Your instructions:
Each record should be retyped word for word.

# # # #

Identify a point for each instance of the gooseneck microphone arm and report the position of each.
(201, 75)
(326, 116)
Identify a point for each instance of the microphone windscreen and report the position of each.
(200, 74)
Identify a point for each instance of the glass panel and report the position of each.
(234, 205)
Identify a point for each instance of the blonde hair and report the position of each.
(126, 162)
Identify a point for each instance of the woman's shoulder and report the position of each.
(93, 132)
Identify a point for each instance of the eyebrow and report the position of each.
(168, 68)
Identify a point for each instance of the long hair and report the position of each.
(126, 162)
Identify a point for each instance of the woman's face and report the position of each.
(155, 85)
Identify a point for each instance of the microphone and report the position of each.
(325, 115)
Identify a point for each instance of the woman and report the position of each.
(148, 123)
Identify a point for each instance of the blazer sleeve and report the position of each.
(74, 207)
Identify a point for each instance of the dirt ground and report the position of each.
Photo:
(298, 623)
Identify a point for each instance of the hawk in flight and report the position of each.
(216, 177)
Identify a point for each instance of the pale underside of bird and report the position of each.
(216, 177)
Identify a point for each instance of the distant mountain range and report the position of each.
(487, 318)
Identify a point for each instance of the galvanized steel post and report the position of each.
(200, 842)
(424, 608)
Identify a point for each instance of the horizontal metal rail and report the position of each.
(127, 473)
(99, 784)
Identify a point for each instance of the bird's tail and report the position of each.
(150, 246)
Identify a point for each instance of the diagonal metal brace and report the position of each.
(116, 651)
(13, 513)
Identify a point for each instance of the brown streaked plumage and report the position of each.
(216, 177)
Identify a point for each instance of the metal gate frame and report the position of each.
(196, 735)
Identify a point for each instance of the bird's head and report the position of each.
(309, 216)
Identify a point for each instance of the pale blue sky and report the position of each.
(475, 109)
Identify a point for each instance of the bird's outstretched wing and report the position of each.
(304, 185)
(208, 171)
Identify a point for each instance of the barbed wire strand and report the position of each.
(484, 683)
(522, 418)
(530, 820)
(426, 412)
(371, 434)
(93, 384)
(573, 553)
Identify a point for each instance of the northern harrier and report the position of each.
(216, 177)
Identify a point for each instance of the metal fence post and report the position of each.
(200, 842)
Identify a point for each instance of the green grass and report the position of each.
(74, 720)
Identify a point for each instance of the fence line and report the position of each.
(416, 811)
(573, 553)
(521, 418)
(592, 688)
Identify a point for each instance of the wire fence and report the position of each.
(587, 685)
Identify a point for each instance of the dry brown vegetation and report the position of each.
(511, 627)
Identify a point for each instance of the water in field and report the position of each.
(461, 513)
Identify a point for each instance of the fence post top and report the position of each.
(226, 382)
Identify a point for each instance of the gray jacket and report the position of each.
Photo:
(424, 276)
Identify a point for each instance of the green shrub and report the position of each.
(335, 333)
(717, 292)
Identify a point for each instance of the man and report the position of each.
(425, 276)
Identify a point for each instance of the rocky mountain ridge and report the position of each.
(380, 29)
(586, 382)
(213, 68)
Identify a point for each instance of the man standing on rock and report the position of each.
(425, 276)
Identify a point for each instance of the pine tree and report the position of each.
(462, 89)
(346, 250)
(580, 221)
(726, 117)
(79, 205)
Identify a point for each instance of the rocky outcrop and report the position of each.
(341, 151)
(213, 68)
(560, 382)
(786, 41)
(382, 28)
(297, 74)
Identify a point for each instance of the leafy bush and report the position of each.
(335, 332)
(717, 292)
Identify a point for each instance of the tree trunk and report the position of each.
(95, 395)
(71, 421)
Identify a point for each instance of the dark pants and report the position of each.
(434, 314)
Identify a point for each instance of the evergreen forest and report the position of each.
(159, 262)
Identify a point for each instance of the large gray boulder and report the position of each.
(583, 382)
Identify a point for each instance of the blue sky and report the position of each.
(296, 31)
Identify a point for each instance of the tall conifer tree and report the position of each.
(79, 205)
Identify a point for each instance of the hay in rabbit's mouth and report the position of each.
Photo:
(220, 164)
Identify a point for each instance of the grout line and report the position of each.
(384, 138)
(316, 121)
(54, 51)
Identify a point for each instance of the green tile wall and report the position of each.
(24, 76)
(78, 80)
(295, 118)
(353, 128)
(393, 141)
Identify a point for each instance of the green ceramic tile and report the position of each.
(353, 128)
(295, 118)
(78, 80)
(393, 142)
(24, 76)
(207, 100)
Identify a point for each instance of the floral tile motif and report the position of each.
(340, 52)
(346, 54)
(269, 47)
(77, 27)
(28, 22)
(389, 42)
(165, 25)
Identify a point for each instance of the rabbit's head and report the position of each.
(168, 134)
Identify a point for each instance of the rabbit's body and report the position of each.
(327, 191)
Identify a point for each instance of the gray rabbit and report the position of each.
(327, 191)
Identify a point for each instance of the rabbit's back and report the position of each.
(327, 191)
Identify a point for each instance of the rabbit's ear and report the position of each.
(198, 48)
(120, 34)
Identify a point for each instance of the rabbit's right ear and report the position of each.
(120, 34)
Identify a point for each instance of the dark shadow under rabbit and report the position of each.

# # # #

Response area:
Identify a point for each instance of the gooseneck microphone arm and report the position of each.
(201, 75)
(326, 116)
Identify a point for each instance of the microphone windscreen and report the position of each.
(200, 74)
Identify a point for each instance of the glass panel and report the position of each.
(234, 205)
Identify a point for each instance of the blonde hair and report the position of each.
(126, 162)
Identify a point for each instance of the woman's shoulder and report the position of each.
(93, 132)
Identify a point for each instance of the eyebrow and report the position of each.
(168, 68)
Identify a point for each instance of the long hair and report the position of each.
(126, 162)
Identify a point for each instance of the woman's face and report the position of each.
(155, 85)
Identify a point for each instance of the microphone and report the position of each.
(325, 115)
Identify a point for each instance of the woman and report the position of each.
(148, 123)
Identify a point for each instance of the blazer sleeve and report the position of each.
(74, 207)
Identify a point for each instance of the dirt ground and report the position of each.
Photo:
(298, 623)
Identify a point for each instance of the hawk in flight and report the position of each.
(216, 177)
Identify a point for each instance of the pale underside of bird and report the position of each.
(216, 177)
Identify a point for each instance of the distant mountain range and report the position of each.
(487, 318)
Identify a point for each instance of the galvanized steel post and report the position of each.
(200, 842)
(424, 608)
Identify a point for each instance of the horizontal metal rail and report the position of each.
(127, 473)
(99, 784)
Identify a point for each instance of the bird's tail and report the position of each.
(150, 246)
Identify a point for each instance of the diagonal metal brace and report the position of each.
(116, 651)
(13, 513)
Identify a point for each instance of the brown streaked plumage and report the position of each.
(216, 177)
Identify a point for each instance of the metal gate frame and report the position of each.
(196, 735)
Identify a point for each instance of the bird's head and report the position of each.
(309, 216)
Identify a point for each instance of the pale blue sky and report the position of each.
(475, 109)
Identify a point for each instance of the bird's outstretched wing and report the position of each.
(304, 185)
(208, 171)
Identify a point for each instance of the barbed wire strand and report the position of each.
(484, 683)
(522, 418)
(530, 820)
(426, 412)
(371, 434)
(93, 384)
(573, 553)
Identify a point for each instance of the northern harrier and report the position of each.
(216, 177)
Identify a point for each instance of the metal fence post and report the position of each.
(200, 842)
Identify a point for each instance of the green grass and report the position of each.
(74, 720)
Identify a point for each instance of the fence line and report the position of each.
(416, 811)
(573, 553)
(521, 418)
(592, 688)
Identify a point for each instance of the wire fence and report the position of each.
(587, 685)
Identify a point for each instance of the dry brown vegetation and report the position of each.
(511, 627)
Identify a point for each instance of the water in field and report the position of each.
(461, 513)
Identify a point for each instance of the fence post top and report the position of each.
(226, 382)
Identify a point for each instance of the gray jacket and report the position of each.
Photo:
(424, 276)
Identify a point for each instance of the green shrub and report the position of each.
(335, 333)
(717, 292)
Identify a point for each instance of the man and report the position of each.
(425, 276)
Identify a point for each instance of the rocky mountain ridge and report the position of each.
(380, 29)
(586, 382)
(213, 68)
Identify a point for each instance of the man standing on rock and report the position of each.
(425, 276)
Identify a point for each instance of the pine tree and report the position of each.
(462, 89)
(346, 250)
(580, 221)
(726, 117)
(79, 205)
Identify a point for each instance of the rocky outcrop and report the position of each.
(341, 151)
(213, 68)
(560, 382)
(786, 41)
(382, 28)
(297, 74)
Identify a point for each instance of the leafy bush and report the position of each.
(335, 332)
(717, 292)
Identify a point for each instance of the tree trunk and report the position of each.
(95, 395)
(71, 421)
Identify a point for each instance of the dark pants and report the position of each.
(434, 314)
Identify a point for each instance of the evergreen forest and report the position of each.
(159, 262)
Identify a point for each instance of the large gray boulder and report the position of each.
(583, 382)
Identify a point for each instance of the blue sky and report the position of each.
(296, 31)
Identify a point for each instance of the tall conifer tree and report the position of each.
(79, 205)
Identify a point for each instance of the hay in rabbit's mouth and report the position of each.
Photo:
(220, 164)
Identify a point for each instance of the grout line and report the position of each.
(384, 138)
(316, 121)
(54, 51)
Identify a point for each instance of the green tile wall and report the position of each.
(24, 76)
(78, 80)
(295, 118)
(353, 128)
(393, 141)
Identify a point for each instance of the green ceramic tile and report the position of each.
(353, 128)
(295, 118)
(78, 80)
(393, 142)
(24, 76)
(207, 100)
Identify a point for each instance of the floral tile motif and report the position of each.
(340, 52)
(346, 54)
(269, 47)
(77, 27)
(28, 22)
(389, 42)
(165, 25)
Identify a point for each instance of the rabbit's head and report the position of each.
(168, 134)
Identify a point for each instance of the rabbit's body and report the position of each.
(327, 191)
Identify a point for each instance of the gray rabbit and report the position of each.
(327, 191)
Identify a point for each instance of the rabbit's back and report the position of each.
(327, 191)
Identify a point for each instance of the rabbit's ear and report the position of each.
(198, 48)
(120, 34)
Identify a point for each instance of the rabbit's right ear and report the position of each.
(120, 34)
Identify a point for each instance of the dark shadow under rabbit and report the position of each.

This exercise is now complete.